## Exercise
Pick out every row below that contains the string "fort", and copy each one in full. Case counts.

## Available records

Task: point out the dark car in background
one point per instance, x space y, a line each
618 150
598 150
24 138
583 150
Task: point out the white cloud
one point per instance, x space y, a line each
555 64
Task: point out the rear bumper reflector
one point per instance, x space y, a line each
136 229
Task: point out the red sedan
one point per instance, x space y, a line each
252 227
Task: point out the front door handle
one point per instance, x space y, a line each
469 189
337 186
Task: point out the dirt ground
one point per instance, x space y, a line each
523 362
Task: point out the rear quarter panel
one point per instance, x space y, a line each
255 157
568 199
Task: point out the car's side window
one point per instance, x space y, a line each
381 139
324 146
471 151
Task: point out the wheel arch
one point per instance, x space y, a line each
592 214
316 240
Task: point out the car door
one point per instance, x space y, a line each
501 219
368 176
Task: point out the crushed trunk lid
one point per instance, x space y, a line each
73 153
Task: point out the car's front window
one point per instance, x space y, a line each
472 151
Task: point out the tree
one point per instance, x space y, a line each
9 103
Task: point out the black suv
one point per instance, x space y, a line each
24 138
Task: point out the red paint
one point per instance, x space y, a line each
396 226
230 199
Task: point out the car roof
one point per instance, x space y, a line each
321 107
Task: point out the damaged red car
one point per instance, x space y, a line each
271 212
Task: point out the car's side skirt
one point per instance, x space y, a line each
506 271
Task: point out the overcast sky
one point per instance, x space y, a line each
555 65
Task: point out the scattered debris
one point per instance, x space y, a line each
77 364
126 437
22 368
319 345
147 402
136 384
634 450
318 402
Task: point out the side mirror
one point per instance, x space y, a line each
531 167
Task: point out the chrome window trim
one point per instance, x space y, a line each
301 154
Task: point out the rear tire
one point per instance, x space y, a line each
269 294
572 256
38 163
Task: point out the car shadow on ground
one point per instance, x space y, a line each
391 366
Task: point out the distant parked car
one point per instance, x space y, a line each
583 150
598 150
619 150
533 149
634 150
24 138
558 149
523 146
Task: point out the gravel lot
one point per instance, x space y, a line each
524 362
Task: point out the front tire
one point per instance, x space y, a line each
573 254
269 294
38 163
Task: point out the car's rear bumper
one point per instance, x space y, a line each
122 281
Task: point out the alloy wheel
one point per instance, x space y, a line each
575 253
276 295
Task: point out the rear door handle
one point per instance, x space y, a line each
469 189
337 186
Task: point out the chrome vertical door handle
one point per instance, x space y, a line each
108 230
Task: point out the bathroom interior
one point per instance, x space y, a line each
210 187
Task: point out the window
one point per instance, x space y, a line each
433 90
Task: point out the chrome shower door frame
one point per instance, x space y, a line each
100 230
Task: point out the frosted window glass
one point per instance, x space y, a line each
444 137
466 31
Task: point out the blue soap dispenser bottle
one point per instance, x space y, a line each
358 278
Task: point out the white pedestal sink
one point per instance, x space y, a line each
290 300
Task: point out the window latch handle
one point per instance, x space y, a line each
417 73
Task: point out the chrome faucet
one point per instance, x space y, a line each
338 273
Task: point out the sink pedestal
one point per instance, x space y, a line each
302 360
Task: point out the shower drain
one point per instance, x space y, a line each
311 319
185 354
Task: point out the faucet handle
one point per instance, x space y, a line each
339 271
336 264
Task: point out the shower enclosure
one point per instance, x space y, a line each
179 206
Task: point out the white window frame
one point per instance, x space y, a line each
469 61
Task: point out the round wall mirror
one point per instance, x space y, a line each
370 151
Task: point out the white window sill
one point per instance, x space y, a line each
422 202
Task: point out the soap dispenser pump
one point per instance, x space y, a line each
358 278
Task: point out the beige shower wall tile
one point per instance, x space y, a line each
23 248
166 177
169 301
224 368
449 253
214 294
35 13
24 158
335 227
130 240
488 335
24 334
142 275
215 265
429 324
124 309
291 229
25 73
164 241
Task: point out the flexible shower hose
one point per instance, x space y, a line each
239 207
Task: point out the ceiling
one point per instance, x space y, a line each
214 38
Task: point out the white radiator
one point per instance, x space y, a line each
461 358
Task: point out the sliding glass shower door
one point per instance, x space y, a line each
* * *
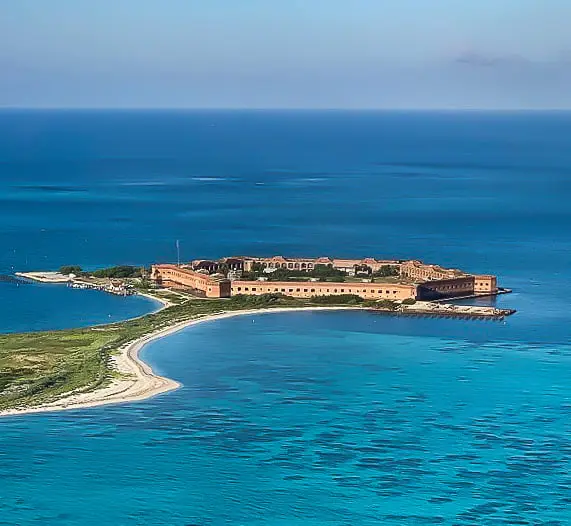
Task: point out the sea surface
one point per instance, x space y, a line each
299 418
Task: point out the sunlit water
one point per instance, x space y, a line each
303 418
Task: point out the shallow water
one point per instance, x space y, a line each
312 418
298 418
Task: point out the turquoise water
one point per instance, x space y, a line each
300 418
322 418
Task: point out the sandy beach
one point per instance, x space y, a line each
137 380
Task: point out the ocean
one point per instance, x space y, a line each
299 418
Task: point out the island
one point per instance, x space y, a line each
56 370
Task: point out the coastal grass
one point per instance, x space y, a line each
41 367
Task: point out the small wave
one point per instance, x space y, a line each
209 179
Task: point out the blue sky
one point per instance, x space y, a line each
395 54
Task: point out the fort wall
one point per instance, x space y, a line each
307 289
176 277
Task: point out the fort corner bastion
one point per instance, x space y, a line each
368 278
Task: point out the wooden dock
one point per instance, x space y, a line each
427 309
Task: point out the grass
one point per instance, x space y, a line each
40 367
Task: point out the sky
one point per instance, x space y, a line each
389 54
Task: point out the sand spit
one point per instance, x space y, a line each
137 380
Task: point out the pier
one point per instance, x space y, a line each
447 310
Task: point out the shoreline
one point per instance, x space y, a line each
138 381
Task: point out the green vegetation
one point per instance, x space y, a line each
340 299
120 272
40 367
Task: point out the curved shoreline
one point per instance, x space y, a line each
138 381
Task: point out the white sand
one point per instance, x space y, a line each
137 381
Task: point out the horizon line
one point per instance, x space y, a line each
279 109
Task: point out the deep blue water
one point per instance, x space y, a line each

## Answer in full
Task: point out the fort wall
Task: point out the fort corner bastion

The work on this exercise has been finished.